## Task objective
Going line by line through the listing below, count those with the string "branch" and answer with the number alone.
* * * * * * *
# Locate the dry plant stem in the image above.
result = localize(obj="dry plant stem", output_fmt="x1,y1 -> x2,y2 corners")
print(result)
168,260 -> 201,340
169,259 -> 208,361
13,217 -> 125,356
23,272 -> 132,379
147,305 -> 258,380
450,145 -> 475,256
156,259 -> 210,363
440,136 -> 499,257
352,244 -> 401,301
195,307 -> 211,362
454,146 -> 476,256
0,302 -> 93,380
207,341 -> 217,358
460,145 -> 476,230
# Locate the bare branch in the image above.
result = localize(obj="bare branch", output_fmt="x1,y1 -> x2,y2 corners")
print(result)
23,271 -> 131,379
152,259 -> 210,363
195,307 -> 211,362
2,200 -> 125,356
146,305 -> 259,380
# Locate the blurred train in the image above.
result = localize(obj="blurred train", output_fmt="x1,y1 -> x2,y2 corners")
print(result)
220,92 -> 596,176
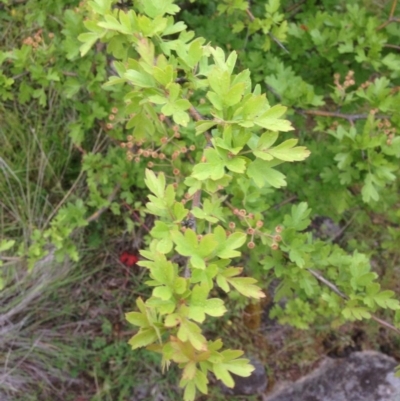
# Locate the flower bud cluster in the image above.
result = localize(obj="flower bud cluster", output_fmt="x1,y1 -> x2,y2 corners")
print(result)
359,81 -> 371,90
105,106 -> 119,130
377,119 -> 396,145
121,110 -> 199,172
233,208 -> 250,218
271,225 -> 283,250
23,29 -> 44,49
333,70 -> 355,91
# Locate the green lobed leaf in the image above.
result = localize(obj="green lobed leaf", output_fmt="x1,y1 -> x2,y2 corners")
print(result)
78,32 -> 100,56
213,364 -> 234,387
224,83 -> 245,106
128,328 -> 159,349
247,159 -> 287,188
183,381 -> 196,401
153,286 -> 173,300
145,169 -> 166,198
177,320 -> 208,351
227,277 -> 266,299
258,131 -> 279,149
165,313 -> 181,327
188,284 -> 227,322
195,121 -> 218,136
124,69 -> 155,88
182,361 -> 197,380
194,369 -> 208,394
374,290 -> 400,310
284,202 -> 311,231
267,139 -> 311,162
191,148 -> 225,180
140,0 -> 180,18
125,312 -> 148,327
216,231 -> 246,259
0,239 -> 15,253
254,115 -> 293,131
98,14 -> 131,33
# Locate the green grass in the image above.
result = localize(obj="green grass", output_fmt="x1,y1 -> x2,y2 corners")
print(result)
0,7 -> 172,398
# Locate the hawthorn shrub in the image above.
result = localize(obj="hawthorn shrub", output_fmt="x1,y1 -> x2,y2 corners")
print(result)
1,0 -> 400,400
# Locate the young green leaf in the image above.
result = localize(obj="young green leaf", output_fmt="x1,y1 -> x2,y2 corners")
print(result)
267,139 -> 311,162
188,284 -> 227,322
128,328 -> 159,349
145,169 -> 166,198
227,277 -> 266,299
215,228 -> 246,259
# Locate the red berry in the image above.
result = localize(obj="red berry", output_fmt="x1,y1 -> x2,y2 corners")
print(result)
119,251 -> 139,267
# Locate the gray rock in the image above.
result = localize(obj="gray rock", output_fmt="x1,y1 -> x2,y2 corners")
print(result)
264,351 -> 400,401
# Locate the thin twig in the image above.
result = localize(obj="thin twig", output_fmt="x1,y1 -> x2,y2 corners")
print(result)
245,7 -> 255,21
307,268 -> 400,335
11,71 -> 30,80
189,106 -> 203,121
307,268 -> 347,298
274,195 -> 298,210
183,190 -> 202,279
0,256 -> 21,262
384,43 -> 400,51
62,71 -> 78,77
12,70 -> 79,80
246,7 -> 289,53
189,106 -> 213,144
86,184 -> 120,223
328,215 -> 354,243
43,170 -> 85,229
270,33 -> 290,54
389,0 -> 398,18
295,108 -> 389,122
265,83 -> 283,102
122,201 -> 150,232
370,315 -> 400,334
377,0 -> 398,30
286,0 -> 307,18
185,107 -> 210,278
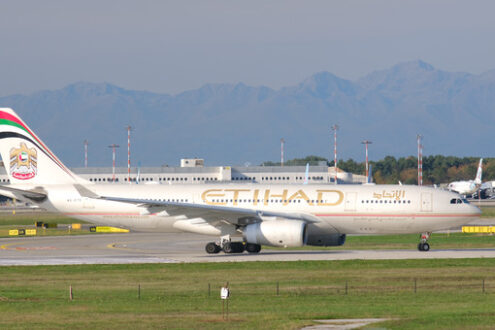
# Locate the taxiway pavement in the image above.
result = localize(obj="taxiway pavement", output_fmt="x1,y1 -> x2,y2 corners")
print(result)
1,232 -> 495,265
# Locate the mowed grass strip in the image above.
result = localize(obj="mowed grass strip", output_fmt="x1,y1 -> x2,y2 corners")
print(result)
0,212 -> 93,237
0,260 -> 495,329
480,206 -> 495,218
266,232 -> 495,250
0,212 -> 83,226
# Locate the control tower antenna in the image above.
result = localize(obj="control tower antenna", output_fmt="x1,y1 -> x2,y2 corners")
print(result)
417,134 -> 423,186
331,125 -> 339,184
84,140 -> 89,168
361,140 -> 372,179
125,125 -> 134,183
108,144 -> 120,182
280,138 -> 285,167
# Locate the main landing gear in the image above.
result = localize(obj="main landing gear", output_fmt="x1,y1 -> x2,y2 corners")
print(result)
417,232 -> 431,252
205,235 -> 261,254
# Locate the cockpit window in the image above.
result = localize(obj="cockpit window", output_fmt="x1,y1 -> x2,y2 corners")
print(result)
450,198 -> 465,204
462,198 -> 469,204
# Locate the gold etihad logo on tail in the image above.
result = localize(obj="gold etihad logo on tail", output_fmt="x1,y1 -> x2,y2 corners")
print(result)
201,189 -> 344,206
10,142 -> 37,180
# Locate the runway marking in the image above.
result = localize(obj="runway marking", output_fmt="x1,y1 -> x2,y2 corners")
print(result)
0,242 -> 56,251
0,242 -> 16,250
106,242 -> 155,254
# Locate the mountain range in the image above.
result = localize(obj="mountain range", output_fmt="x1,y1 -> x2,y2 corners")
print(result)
0,60 -> 493,167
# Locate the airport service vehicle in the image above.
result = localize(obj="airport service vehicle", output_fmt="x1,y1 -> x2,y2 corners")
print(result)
0,108 -> 481,253
448,158 -> 483,196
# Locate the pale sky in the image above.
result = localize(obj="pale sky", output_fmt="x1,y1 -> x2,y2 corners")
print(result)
1,0 -> 495,96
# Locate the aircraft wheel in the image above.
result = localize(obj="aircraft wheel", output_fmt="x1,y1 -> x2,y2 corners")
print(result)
231,242 -> 245,253
418,242 -> 430,252
422,242 -> 430,252
223,242 -> 233,253
246,243 -> 261,253
205,242 -> 221,254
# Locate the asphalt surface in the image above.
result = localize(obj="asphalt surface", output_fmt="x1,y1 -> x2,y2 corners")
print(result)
2,232 -> 495,265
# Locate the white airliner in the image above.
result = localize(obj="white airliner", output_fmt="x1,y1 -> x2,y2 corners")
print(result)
448,158 -> 483,196
0,108 -> 481,253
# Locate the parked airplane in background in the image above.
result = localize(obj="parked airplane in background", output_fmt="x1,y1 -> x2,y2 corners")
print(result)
448,159 -> 483,196
364,164 -> 375,185
0,108 -> 481,253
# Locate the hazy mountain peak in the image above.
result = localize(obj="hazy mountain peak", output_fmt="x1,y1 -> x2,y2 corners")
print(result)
289,71 -> 357,98
63,81 -> 125,95
1,61 -> 495,167
392,59 -> 435,72
357,60 -> 459,92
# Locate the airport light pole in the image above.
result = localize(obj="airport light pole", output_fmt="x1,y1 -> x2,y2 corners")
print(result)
108,144 -> 120,182
331,124 -> 339,184
84,140 -> 89,168
125,125 -> 133,183
417,134 -> 423,186
280,138 -> 285,167
361,140 -> 372,179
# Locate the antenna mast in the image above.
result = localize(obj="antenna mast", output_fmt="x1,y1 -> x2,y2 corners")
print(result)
* * * * * * *
## Task answer
2